DATA TO PROCESS:
# # # # #
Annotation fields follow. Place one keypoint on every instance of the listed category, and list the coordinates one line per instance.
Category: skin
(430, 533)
# # # # #
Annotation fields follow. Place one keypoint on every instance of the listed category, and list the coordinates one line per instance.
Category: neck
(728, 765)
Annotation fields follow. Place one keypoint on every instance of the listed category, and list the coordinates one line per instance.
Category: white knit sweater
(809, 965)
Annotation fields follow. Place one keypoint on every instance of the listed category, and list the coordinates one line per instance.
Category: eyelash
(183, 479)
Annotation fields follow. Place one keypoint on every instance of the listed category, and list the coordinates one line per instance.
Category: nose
# # # # #
WORK TASK:
Return only the stretch of the material above from the line holding "Category: neck" through the line holding "Category: nose", copied exactly.

WRITTEN SOLUTION:
Category: neck
(728, 765)
Annotation fields follow. Place one keypoint on every instance of the listed category, and list the coordinates one line per instance.
Category: white knit sweater
(809, 965)
Annotation fields follow. Place one keypoint on every instance of the listed category, and list the coordinates one line per instance.
Category: eyelash
(183, 479)
Annotation fields follow. Place one keypoint on every instance of the listed category, and list the coordinates one line per instance.
Category: nose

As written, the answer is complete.